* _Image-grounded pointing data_
--- START ---
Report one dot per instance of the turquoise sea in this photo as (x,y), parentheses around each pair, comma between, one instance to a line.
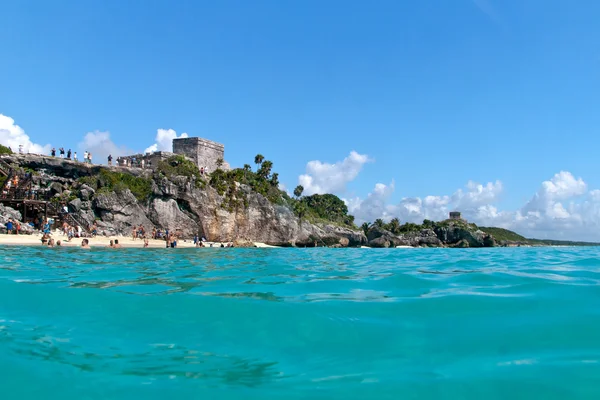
(520,323)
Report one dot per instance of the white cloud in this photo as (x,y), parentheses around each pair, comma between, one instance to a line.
(12,135)
(322,177)
(562,208)
(101,145)
(164,140)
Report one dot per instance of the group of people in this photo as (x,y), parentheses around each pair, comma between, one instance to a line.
(87,156)
(130,162)
(13,226)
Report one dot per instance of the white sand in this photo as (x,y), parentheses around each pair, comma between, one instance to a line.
(101,241)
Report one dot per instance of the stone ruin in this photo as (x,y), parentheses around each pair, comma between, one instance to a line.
(204,153)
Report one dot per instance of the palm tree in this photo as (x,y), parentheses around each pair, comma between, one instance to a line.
(394,226)
(298,191)
(247,168)
(365,227)
(275,179)
(265,169)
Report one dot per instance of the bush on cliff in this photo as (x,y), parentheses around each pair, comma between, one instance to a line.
(326,207)
(5,150)
(180,166)
(109,181)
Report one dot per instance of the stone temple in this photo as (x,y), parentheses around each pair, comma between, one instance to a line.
(204,153)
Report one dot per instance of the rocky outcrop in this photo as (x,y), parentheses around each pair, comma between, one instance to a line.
(178,204)
(447,235)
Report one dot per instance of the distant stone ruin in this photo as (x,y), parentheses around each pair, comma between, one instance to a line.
(455,215)
(206,154)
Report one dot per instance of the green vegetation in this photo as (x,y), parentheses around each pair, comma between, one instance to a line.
(501,234)
(108,181)
(396,228)
(323,207)
(5,150)
(316,208)
(178,165)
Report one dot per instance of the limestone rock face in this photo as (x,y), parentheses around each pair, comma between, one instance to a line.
(454,234)
(120,211)
(176,203)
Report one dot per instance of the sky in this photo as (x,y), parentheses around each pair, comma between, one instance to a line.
(402,109)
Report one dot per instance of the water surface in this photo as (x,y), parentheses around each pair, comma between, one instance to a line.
(300,323)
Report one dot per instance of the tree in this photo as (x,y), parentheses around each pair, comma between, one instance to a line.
(5,150)
(298,191)
(365,227)
(265,169)
(247,168)
(275,179)
(394,226)
(428,224)
(300,209)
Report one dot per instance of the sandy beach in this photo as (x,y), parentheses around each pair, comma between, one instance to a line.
(101,241)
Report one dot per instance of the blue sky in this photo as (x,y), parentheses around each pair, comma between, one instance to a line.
(435,93)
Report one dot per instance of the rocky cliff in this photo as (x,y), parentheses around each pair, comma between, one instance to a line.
(175,203)
(445,234)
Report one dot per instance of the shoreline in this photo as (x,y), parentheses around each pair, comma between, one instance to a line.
(103,242)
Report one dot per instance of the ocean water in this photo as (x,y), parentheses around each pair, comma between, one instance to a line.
(518,323)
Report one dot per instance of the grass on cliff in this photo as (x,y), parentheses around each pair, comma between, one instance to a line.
(178,165)
(326,208)
(501,234)
(5,150)
(109,181)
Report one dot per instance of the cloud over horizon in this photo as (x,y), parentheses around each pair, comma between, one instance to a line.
(12,135)
(100,145)
(322,177)
(562,208)
(164,140)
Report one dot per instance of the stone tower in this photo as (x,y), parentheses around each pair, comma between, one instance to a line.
(205,153)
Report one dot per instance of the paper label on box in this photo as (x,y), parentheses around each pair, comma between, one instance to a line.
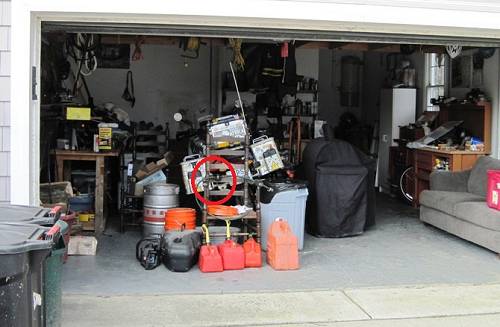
(77,113)
(105,138)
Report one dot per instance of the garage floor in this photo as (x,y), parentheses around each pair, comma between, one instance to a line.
(400,250)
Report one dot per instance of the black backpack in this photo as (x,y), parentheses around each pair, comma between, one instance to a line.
(148,251)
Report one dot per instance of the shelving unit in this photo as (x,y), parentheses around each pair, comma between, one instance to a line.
(251,220)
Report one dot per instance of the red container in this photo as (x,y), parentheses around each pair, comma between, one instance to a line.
(210,260)
(282,246)
(493,195)
(180,218)
(233,255)
(253,255)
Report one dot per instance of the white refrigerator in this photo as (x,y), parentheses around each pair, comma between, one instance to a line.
(397,108)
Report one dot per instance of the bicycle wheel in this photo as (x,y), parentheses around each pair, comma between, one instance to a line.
(406,183)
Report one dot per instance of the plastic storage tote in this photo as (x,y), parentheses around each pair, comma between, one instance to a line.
(22,254)
(493,195)
(284,199)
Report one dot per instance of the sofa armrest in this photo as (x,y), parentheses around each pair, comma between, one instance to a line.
(449,181)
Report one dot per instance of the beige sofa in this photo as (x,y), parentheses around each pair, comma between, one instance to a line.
(456,203)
--- END ---
* _Task instructions_
Hand back the records above exactly, leaving out every picture.

* _Solution_
Report one dot per instance of the turquoise sea in this photo as (x,y), parentheses around each pair, comma between, one instance to a line.
(520,323)
Report one dot per instance of the white cloud in this photo as (x,y), parentheses around each pair, comma between, one instance to a line.
(12,135)
(322,177)
(562,208)
(101,145)
(164,140)
Report one dot per instance of the group of people in this photo as (x,y), parentheses around each pair, comma between, one instance to a line.
(87,156)
(130,162)
(13,226)
Report one dot per instance of the white sand in this photo as (x,y), parentheses around each pair, comma between, one instance to a line.
(101,241)
Report one dot per instance of the stone ruin in this photo as (x,y), parentheses around each pair, comma between, one instance to a line.
(204,153)
Report one dot per instance of the palm tree in this photo as (x,y), parentheses around each pair, comma between, one instance to a line.
(394,226)
(298,191)
(247,168)
(365,227)
(275,179)
(265,169)
Report one dot per instance of the bush on cliff in this photo as (x,y), parentheses around each pair, comma between, one instance to a line.
(326,207)
(5,150)
(180,166)
(109,181)
Report one dot per instance of the stone temple in this photo as (x,y), parentheses around each pair, comma between, one instance to a line.
(204,153)
Report one dot per instance of the rocky outcrop in this photo as (x,y), parentheses around each pair, comma between, one instance to a line.
(178,204)
(447,235)
Report one dot per instance of the distant stone ruin in this photo as (x,y), parentheses around each pair, comma between, one instance to a line.
(455,215)
(206,154)
Report one dot per instance of the green vegetation in this photo as (x,y), parentheses around each pair, comma between, one instance to a line.
(501,234)
(108,181)
(396,228)
(323,207)
(5,150)
(316,208)
(178,165)
Report one dot per instance of the limestone rock face in this photo as (x,y), parentheses around each pair, comma between, one instance to a line.
(454,234)
(120,211)
(176,203)
Report one dot per instance of the sky in this photo as (x,y), parentheses around each pair, comma between, one instance to a line.
(402,109)
Report one dot per instance of the water surface in this photo as (x,y), parentheses around each pair, comma between, one instance to a line.
(300,323)
Report one dot per instance of the tree in this photo as (x,y), parentheses around each pair, comma between, one instance to a line.
(5,150)
(298,191)
(365,227)
(265,169)
(247,168)
(275,179)
(394,226)
(428,224)
(300,209)
Report one dot per instance of the sandy beach in this photo as (x,y), parentheses around each pair, comma between, one instance to a line.
(101,241)
Report one dot per instance of the blue sky in this photo as (x,y), parentheses around each pair, comma between, one instance to a line.
(435,93)
Report one dot per instance of the rocky cliff in this photo as (x,y), parentheses around each pair, comma between, one instance to a line.
(175,203)
(445,234)
Report one dot per instance of the shoreline in this photo as (x,y), parentheses around each pair, comma between, one instance to a line.
(103,242)
Report one dot per instance of the ocean water in this photo as (x,y), parentheses around each pair, comma between, one instance to a line.
(518,323)
Report one dot per instance of the grass on cliff in this photo as (x,y), parentheses around each pair, comma between, one instance to a line.
(178,165)
(326,208)
(501,234)
(5,150)
(109,181)
Report one dot per instance of the cloud over horizon in this photo as (x,y), parentheses around each pair, comma between, one instance to a line.
(12,135)
(100,145)
(322,177)
(562,208)
(164,140)
Report one dot per instance of the stone tower in this photo as (x,y), parentheses around each pair, comma between, one instance to a line.
(205,153)
Report one dot per instance of the paper label on box in this photo as (x,y), parentheses around each pair, comma between, one instance to a line.
(77,113)
(105,138)
Report one dot per instance of the garage floor in this photo as (x,y), parentheses around each pair, comma between, one instance to a line.
(400,250)
Report one dot per instance of the black backpack in this photo as (x,y), parentheses around each pair, comma between, one instance to a line.
(148,251)
Report one dot per instance of the shelving unit in this photo as (x,y), parentheses around each pair, comma between, one instance to a line.
(251,220)
Report one dot per instance of the red container in this photo as (x,y), parentheses around each pair, comma between, one instance to a line.
(210,260)
(282,246)
(493,195)
(180,218)
(233,255)
(253,255)
Report one dot per instance of the white refrigerator in this photo as (x,y), parentheses around each pair, comma between, one instance to a line.
(397,108)
Report one dot per instance of the bicycle wheel in this photo as (x,y), parentheses around each pair, comma between, one instance to a line.
(406,183)
Report one dot per instance of the plastic storage tote in this photo as (x,y), parentheses around each pair, comma between, one instance to a line.
(22,254)
(493,195)
(284,199)
Report one dot per instance of the sofa armrest in this photo as (x,y), parentheses around each pair, comma between, one instance to a line.
(449,181)
Report one dot per instance of the beige sofa in this photo as (x,y), parentheses around each pair, comma between, one instance to a line.
(456,203)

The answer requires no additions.